Task to complete
Recast the lines between the ones holding "truck cab door" and "pixel 135 80", inclusive, as a Markdown table with the columns Row and Line. Give one numbered row per line and leave out blank lines.

# START OF Supplied material

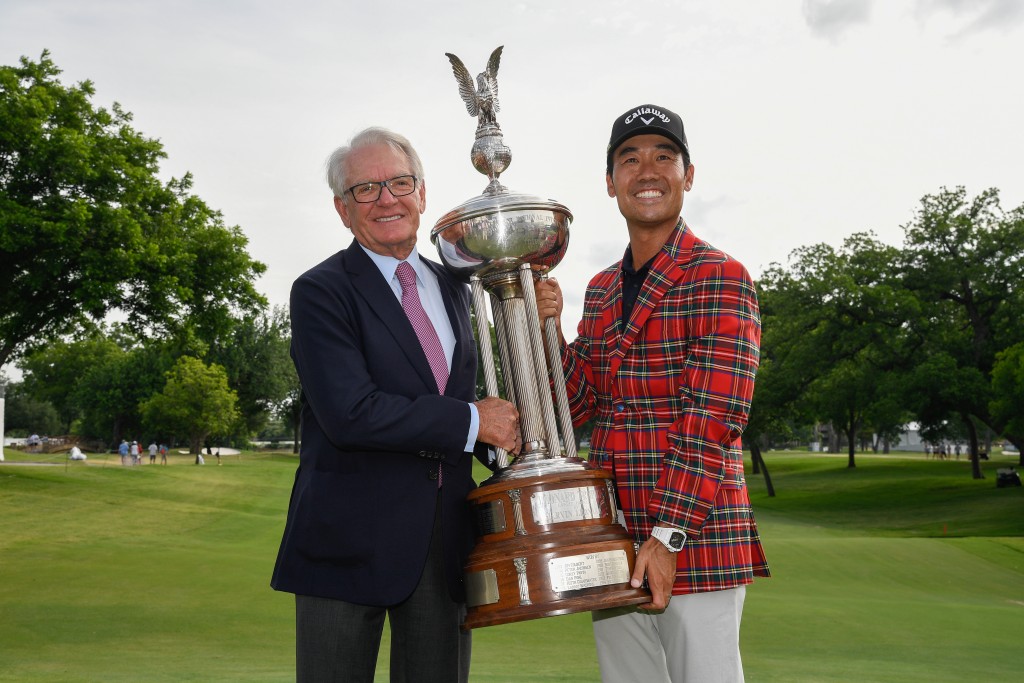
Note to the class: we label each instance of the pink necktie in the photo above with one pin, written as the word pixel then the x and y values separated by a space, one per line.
pixel 424 329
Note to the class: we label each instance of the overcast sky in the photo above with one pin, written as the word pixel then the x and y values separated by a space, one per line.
pixel 808 120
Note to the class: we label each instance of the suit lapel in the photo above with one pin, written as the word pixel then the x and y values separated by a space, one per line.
pixel 370 284
pixel 666 270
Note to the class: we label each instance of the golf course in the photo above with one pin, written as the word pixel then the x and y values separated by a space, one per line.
pixel 901 569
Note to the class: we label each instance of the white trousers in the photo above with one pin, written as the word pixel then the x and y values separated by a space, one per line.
pixel 694 640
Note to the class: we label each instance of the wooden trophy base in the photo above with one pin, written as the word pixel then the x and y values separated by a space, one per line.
pixel 549 545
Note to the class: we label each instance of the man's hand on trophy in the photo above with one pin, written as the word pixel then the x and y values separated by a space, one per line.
pixel 499 424
pixel 549 300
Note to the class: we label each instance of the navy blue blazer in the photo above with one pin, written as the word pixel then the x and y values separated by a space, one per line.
pixel 375 431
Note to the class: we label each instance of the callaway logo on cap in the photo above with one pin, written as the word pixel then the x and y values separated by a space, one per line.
pixel 647 119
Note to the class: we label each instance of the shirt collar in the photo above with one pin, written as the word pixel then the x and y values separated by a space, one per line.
pixel 388 264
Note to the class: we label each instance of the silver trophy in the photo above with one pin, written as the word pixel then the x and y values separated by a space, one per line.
pixel 549 540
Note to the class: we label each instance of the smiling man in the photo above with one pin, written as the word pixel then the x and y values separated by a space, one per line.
pixel 378 523
pixel 665 359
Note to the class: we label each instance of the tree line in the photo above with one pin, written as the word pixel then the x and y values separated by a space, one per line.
pixel 868 337
pixel 864 338
pixel 89 233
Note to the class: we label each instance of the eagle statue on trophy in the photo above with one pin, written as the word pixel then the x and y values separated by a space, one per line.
pixel 481 98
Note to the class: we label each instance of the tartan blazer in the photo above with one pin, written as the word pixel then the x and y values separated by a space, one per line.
pixel 671 392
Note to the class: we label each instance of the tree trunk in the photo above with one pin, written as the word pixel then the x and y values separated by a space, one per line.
pixel 975 460
pixel 760 465
pixel 850 438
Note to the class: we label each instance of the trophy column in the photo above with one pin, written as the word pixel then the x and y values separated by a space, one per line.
pixel 549 538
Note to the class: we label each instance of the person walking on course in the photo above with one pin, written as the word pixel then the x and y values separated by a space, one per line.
pixel 378 523
pixel 665 358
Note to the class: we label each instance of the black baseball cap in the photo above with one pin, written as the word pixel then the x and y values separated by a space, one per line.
pixel 647 119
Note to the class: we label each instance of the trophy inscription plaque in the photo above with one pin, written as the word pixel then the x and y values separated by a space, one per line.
pixel 549 541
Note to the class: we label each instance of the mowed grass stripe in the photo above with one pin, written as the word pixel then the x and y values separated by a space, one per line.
pixel 901 569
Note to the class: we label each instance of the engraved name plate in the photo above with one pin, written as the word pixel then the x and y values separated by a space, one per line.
pixel 569 505
pixel 491 517
pixel 481 588
pixel 580 571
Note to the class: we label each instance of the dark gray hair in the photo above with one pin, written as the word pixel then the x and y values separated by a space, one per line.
pixel 336 163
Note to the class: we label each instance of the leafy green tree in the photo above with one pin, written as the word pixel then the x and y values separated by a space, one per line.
pixel 86 226
pixel 830 334
pixel 255 355
pixel 53 372
pixel 111 391
pixel 196 403
pixel 964 261
pixel 26 415
pixel 1008 394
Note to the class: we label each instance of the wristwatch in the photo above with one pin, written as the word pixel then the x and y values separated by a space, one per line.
pixel 672 538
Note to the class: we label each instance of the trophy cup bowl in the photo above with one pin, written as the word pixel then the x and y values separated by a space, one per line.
pixel 501 231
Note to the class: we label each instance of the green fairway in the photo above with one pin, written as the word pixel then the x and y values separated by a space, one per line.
pixel 900 569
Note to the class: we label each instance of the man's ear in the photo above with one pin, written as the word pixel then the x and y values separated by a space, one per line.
pixel 422 195
pixel 342 209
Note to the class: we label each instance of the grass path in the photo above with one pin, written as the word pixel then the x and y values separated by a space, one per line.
pixel 902 569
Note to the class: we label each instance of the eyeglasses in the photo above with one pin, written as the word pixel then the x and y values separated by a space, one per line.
pixel 367 193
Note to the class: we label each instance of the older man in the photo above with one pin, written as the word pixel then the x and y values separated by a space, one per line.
pixel 377 524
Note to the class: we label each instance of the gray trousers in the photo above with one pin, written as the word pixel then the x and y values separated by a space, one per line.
pixel 694 640
pixel 338 641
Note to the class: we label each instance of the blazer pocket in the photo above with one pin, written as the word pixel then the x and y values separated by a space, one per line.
pixel 331 519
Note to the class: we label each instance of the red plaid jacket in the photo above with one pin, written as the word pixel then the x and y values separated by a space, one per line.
pixel 671 393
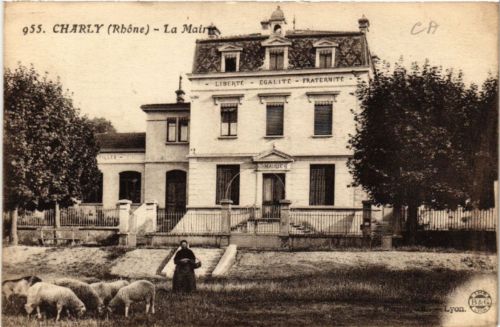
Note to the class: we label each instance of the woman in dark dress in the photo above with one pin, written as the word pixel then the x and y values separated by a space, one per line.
pixel 185 264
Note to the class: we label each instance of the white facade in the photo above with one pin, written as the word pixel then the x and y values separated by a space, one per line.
pixel 250 88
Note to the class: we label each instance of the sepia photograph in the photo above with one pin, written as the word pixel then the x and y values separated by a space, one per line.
pixel 250 164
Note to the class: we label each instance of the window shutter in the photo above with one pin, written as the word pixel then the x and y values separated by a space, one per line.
pixel 229 119
pixel 323 118
pixel 171 129
pixel 275 114
pixel 322 185
pixel 226 173
pixel 183 129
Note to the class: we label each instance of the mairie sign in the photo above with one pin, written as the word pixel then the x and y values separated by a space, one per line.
pixel 273 166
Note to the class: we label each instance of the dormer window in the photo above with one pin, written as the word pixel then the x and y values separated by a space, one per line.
pixel 276 59
pixel 325 53
pixel 230 62
pixel 325 58
pixel 230 58
pixel 276 52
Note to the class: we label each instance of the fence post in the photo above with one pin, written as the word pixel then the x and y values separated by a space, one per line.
pixel 367 219
pixel 285 217
pixel 150 223
pixel 126 237
pixel 57 212
pixel 226 221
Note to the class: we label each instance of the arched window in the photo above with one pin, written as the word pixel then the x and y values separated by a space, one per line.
pixel 130 186
pixel 94 195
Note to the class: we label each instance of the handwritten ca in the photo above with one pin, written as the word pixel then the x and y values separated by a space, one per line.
pixel 429 28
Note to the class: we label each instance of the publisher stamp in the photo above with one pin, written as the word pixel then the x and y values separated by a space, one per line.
pixel 480 301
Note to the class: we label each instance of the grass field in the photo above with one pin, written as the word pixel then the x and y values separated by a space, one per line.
pixel 365 296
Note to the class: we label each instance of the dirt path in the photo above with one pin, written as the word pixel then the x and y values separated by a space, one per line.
pixel 283 264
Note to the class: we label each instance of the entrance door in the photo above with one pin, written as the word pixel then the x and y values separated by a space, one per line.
pixel 175 198
pixel 273 190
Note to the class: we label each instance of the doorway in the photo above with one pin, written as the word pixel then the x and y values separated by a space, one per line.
pixel 175 197
pixel 273 190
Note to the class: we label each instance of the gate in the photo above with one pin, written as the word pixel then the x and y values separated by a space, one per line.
pixel 256 221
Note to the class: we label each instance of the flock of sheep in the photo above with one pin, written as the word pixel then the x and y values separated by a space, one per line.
pixel 78 297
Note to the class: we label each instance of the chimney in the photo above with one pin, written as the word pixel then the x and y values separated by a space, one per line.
pixel 180 93
pixel 364 23
pixel 213 31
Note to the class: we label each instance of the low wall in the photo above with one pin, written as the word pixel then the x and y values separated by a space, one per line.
pixel 87 235
pixel 326 243
pixel 160 239
pixel 460 240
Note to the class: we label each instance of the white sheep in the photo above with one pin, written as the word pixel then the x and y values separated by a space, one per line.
pixel 108 290
pixel 138 291
pixel 85 292
pixel 18 286
pixel 61 297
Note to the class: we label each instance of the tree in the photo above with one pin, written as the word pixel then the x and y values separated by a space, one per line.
pixel 413 140
pixel 49 150
pixel 102 125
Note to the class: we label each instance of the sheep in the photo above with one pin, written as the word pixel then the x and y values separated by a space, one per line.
pixel 108 290
pixel 141 290
pixel 61 297
pixel 18 286
pixel 85 292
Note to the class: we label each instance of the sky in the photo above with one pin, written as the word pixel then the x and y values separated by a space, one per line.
pixel 111 76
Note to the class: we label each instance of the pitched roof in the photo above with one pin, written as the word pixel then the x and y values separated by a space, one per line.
pixel 352 50
pixel 122 142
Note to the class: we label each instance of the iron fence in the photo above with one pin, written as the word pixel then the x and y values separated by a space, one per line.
pixel 192 222
pixel 459 219
pixel 166 220
pixel 325 222
pixel 77 217
pixel 256 220
pixel 96 216
pixel 36 218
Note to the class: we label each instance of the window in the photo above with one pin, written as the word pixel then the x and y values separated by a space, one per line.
pixel 276 59
pixel 325 59
pixel 95 194
pixel 322 185
pixel 228 183
pixel 130 186
pixel 274 119
pixel 183 129
pixel 230 63
pixel 323 118
pixel 229 119
pixel 177 129
pixel 171 128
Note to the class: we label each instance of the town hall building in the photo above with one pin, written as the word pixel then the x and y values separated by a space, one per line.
pixel 268 117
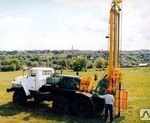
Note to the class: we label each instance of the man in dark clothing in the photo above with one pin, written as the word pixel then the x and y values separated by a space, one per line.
pixel 109 100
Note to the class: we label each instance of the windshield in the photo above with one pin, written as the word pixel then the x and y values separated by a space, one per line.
pixel 32 73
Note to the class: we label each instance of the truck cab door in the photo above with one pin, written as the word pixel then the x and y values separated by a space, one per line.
pixel 31 80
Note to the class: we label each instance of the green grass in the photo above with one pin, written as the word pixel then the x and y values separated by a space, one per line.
pixel 135 80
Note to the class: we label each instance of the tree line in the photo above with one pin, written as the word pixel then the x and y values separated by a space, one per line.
pixel 70 59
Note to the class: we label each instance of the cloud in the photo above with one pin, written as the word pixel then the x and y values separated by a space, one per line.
pixel 13 21
pixel 81 2
pixel 85 22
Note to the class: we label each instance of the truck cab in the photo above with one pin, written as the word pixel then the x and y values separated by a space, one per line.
pixel 32 82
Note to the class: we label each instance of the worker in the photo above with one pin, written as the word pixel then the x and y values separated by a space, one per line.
pixel 109 100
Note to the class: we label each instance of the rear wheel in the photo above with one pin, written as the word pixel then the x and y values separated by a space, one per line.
pixel 81 107
pixel 61 105
pixel 19 97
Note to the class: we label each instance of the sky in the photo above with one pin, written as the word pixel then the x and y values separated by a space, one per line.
pixel 61 24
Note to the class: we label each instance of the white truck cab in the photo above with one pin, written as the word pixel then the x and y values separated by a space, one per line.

# END OF Supplied material

Answer below
| Row | Line |
|---|---|
| 1 | Note to the class: we label each instance of the truck cab door in the photo above with one pin, written as the word pixel then the x and y values separated by a space, one per line. |
| 2 | pixel 31 80 |
| 3 | Note to the class: we label each instance of the green grass in the photo above with one pin, written as the word pixel then the x and y values separated by a space, one per line. |
| 4 | pixel 135 80 |